■ TEXT BLOCK:
Under \(\pi'\), the posterior is

\[ P'(Y=1 \mid x) = \frac{\pi' p(x \mid Y=1)}{\pi' p(x \mid Y=1) + (1-\pi') p(x \mid Y=0)}. \]

Solving both for the likelihood ratio \(\ell(x) = p(x\mid Y=1)/p(x\mid Y=0)\) and equating,

\[ \ell(x) = \frac{P'(Y=1 \mid x)}{1 - P'(Y=1 \mid x)} \cdot \frac{1 - \pi'}{\pi'} = \frac{P(Y=1\mid x)}{1 - P(Y=1\mid x)} \cdot \frac{1-\pi}{\pi}. \]

Solve for \(P(Y=1\mid x)\):

\[ P(Y=1\mid x) = \frac{P'(Y=1\mid x) \pi (1-\pi')}{P'(Y=1\mid x) \pi (1-\pi') + [1 - P'(Y=1\mid x)](1-\pi) \pi'}. \tag{15.10}\]

This is the prior-correction formula. It expresses the true-population posterior as a monotone transformation of the resampled-population posterior, with parameters \(\pi\) and \(\pi'\). Under resampling to balanced (\(\pi' = 1/2\)), the correction simplifies:

\[ P(Y=1\mid x) = \frac{P'(Y=1\mid x) \pi}{P'(Y=1\mid x) \pi + [1 - P'(Y=1\mid x)](1-\pi)}. \tag{15.11}\]

At \(P' = 1/2\) the corrected probability is exactly \(\pi\), as required. At \(P' = 0\) or \(P' = 1\) it is 0 or 1, also as required. The formula is implicit in King & Zeng (2001) for rare-events logistic regression; Dal Pozzolo et al. (2015) uses the same construction to recalibrate undersampled classifiers.

■ DATA EXCERPTS:
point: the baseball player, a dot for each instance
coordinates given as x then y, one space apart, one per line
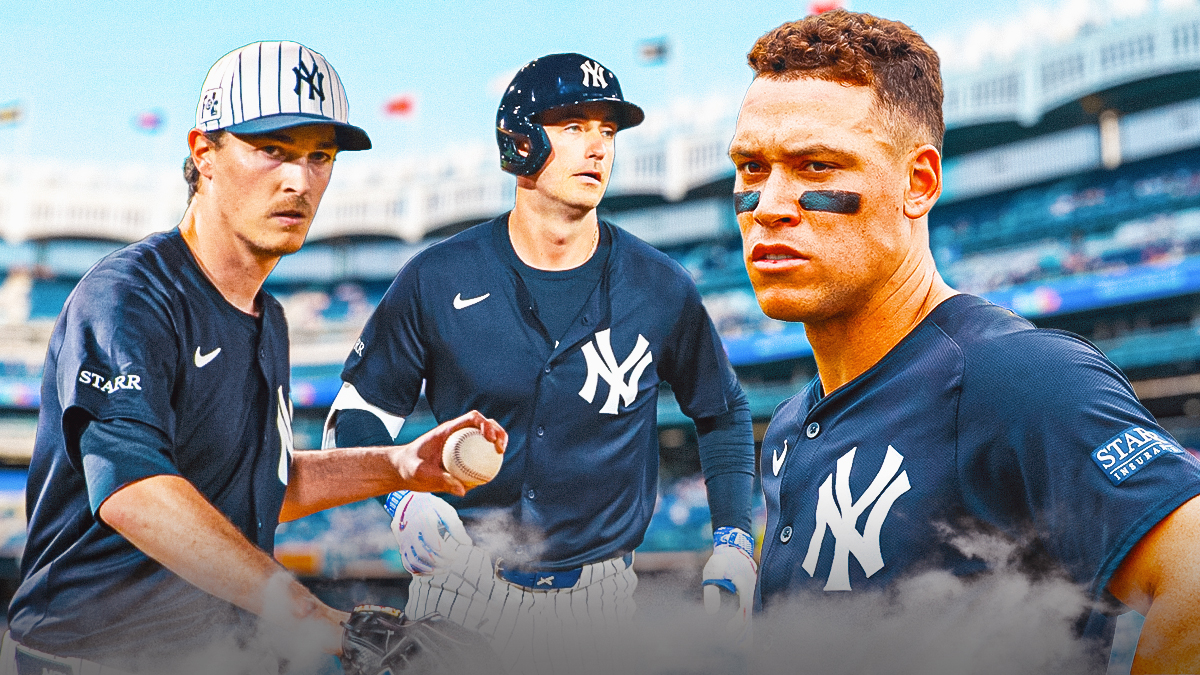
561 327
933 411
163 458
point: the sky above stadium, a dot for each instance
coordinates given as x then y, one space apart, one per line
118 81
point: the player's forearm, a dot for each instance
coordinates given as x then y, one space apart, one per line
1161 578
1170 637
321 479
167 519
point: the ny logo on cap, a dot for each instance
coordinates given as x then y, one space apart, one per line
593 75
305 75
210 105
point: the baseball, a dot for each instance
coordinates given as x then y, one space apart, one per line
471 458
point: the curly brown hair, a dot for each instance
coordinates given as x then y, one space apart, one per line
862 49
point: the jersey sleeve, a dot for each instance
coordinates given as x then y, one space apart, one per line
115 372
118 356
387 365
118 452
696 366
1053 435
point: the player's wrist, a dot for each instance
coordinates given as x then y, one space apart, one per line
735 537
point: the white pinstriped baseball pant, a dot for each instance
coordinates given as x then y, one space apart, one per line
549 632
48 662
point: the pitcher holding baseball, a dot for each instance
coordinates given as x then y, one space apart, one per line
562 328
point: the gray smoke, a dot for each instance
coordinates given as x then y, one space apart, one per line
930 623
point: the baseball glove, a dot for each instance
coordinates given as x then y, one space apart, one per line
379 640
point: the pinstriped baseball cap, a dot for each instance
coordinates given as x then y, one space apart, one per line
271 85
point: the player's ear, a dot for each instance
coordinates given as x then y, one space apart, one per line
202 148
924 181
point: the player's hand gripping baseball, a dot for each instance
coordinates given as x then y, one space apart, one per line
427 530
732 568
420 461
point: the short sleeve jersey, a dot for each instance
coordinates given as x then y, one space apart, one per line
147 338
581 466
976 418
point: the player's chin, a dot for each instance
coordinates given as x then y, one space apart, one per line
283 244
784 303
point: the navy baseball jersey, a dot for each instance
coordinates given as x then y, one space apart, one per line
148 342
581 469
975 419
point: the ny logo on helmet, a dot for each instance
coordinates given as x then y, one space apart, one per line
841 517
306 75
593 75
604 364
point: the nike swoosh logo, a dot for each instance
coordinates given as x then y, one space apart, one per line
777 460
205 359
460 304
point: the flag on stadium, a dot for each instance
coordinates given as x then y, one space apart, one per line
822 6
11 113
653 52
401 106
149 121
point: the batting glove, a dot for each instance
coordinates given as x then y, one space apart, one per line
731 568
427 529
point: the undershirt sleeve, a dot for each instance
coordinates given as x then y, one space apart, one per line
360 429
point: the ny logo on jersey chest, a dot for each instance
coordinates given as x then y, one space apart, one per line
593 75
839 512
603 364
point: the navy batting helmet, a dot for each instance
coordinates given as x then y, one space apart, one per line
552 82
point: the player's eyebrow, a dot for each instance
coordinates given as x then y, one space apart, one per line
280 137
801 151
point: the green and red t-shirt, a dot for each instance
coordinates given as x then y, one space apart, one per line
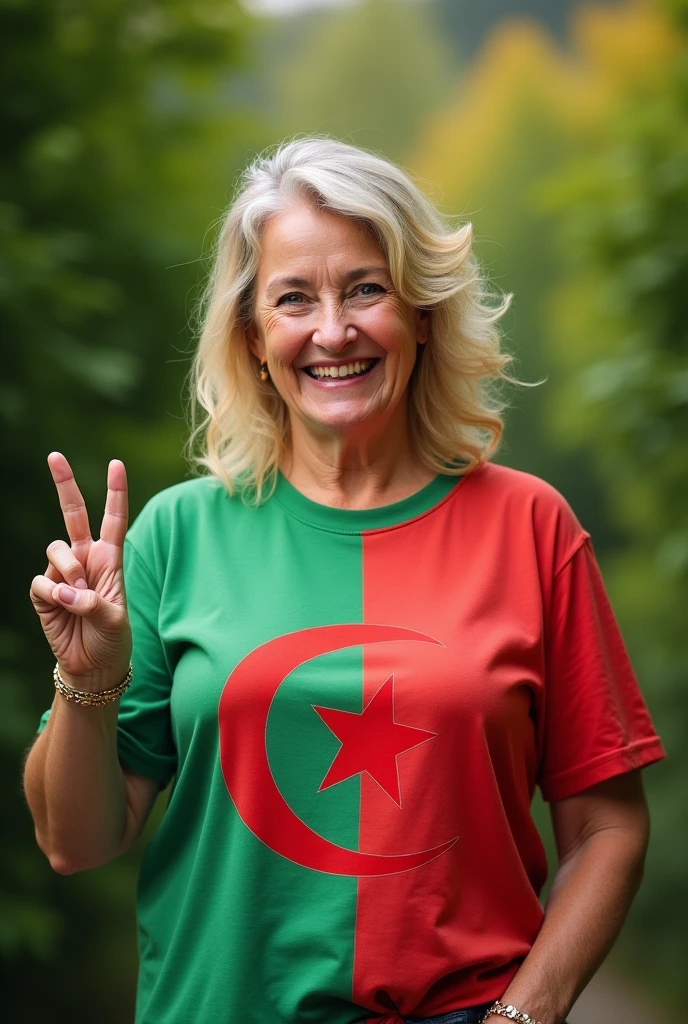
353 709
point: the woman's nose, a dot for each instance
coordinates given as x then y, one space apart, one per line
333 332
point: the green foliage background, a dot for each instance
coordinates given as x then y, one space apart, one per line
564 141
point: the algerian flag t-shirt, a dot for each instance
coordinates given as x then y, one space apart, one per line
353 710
--
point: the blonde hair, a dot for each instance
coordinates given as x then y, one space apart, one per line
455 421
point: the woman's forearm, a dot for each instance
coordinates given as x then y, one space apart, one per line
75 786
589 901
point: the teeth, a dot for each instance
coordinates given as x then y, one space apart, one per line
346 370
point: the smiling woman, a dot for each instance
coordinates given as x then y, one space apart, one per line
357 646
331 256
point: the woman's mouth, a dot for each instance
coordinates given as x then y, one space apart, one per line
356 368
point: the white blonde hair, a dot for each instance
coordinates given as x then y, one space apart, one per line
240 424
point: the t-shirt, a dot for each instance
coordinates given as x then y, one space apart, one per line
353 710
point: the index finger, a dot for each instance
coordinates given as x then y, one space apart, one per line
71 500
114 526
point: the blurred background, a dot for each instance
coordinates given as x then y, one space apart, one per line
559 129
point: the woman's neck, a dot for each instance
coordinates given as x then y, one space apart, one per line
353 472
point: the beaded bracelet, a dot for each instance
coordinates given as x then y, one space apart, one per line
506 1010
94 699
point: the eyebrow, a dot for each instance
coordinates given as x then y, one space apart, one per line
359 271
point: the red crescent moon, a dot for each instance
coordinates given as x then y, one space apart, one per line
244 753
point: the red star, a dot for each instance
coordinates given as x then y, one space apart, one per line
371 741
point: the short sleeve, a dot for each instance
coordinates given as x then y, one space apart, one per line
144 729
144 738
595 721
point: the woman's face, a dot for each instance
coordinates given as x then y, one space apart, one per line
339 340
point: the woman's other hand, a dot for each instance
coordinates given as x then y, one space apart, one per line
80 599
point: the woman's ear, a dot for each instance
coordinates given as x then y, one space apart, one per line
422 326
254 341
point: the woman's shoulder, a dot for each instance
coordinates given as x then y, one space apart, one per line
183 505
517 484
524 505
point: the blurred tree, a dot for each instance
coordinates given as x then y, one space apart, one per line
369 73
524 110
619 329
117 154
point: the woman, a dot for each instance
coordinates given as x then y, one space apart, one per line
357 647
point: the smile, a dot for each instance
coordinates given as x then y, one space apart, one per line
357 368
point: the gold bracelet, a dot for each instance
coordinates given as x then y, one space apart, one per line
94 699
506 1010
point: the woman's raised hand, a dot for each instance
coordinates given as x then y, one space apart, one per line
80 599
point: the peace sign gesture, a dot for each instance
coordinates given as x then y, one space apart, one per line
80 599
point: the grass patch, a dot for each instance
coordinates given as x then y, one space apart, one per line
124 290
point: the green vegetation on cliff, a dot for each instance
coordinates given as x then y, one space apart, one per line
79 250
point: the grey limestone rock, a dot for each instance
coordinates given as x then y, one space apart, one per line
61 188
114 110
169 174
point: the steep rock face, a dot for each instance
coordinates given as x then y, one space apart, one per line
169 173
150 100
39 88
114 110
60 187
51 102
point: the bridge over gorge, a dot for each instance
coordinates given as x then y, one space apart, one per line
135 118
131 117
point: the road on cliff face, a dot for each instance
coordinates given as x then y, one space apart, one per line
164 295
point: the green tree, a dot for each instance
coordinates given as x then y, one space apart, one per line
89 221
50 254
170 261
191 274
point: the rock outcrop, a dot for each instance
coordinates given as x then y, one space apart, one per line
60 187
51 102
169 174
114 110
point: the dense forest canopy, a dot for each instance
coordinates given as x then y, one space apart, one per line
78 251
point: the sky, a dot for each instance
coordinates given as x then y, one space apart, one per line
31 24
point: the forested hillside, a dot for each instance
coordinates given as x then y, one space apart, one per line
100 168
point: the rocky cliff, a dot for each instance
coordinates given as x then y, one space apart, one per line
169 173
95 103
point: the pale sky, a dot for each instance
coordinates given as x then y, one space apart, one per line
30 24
--
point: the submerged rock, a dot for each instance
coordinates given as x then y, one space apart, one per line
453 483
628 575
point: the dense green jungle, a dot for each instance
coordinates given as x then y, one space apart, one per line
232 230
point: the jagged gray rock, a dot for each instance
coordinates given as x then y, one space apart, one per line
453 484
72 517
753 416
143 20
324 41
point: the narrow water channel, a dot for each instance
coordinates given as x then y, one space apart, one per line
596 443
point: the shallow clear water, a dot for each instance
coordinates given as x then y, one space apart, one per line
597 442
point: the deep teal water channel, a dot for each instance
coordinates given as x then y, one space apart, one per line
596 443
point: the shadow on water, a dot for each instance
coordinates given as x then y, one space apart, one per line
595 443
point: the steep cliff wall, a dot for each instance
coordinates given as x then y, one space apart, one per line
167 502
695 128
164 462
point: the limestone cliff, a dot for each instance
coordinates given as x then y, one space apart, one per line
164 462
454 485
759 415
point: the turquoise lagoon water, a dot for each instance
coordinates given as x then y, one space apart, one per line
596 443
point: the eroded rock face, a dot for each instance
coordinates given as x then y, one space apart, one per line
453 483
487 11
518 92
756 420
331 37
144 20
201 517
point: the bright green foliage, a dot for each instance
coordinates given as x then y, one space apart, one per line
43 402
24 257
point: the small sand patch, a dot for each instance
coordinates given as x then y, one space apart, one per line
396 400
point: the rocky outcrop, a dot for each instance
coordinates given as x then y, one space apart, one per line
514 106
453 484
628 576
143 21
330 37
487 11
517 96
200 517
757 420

■ THE TASKS:
1: Quote the entire passage on the prior-correction formula, word for word.
2: Pick out every line in the records that contains the string "navy" and copy each one. Case counts.

■ ANSWERS IN ORDER:
1:
Under \(\pi'\), the posterior is

\[ P'(Y=1 \mid x) = \frac{\pi' p(x \mid Y=1)}{\pi' p(x \mid Y=1) + (1-\pi') p(x \mid Y=0)}. \]

Solving both for the likelihood ratio \(\ell(x) = p(x\mid Y=1)/p(x\mid Y=0)\) and equating,

\[ \ell(x) = \frac{P'(Y=1 \mid x)}{1 - P'(Y=1 \mid x)} \cdot \frac{1 - \pi'}{\pi'} = \frac{P(Y=1\mid x)}{1 - P(Y=1\mid x)} \cdot \frac{1-\pi}{\pi}. \]

Solve for \(P(Y=1\mid x)\):

\[ P(Y=1\mid x) = \frac{P'(Y=1\mid x) \pi (1-\pi')}{P'(Y=1\mid x) \pi (1-\pi') + [1 - P'(Y=1\mid x)](1-\pi) \pi'}. \tag{15.10}\]

This is the prior-correction formula. It expresses the true-population posterior as a monotone transformation of the resampled-population posterior, with parameters \(\pi\) and \(\pi'\). Under resampling to balanced (\(\pi' = 1/2\)), the correction simplifies:

\[ P(Y=1\mid x) = \frac{P'(Y=1\mid x) \pi}{P'(Y=1\mid x) \pi + [1 - P'(Y=1\mid x)](1-\pi)}. \tag{15.11}\]

At \(P' = 1/2\) the corrected probability is exactly \(\pi\), as required. At \(P' = 0\) or \(P' = 1\) it is 0 or 1, also as required. The formula is implicit in King & Zeng (2001) for rare-events logistic regression; Dal Pozzolo et al. (2015) uses the same construction to recalibrate undersampled classifiers.

2:
point: the navy baseball jersey, a dot for each instance
point: the navy batting helmet, a dot for each instance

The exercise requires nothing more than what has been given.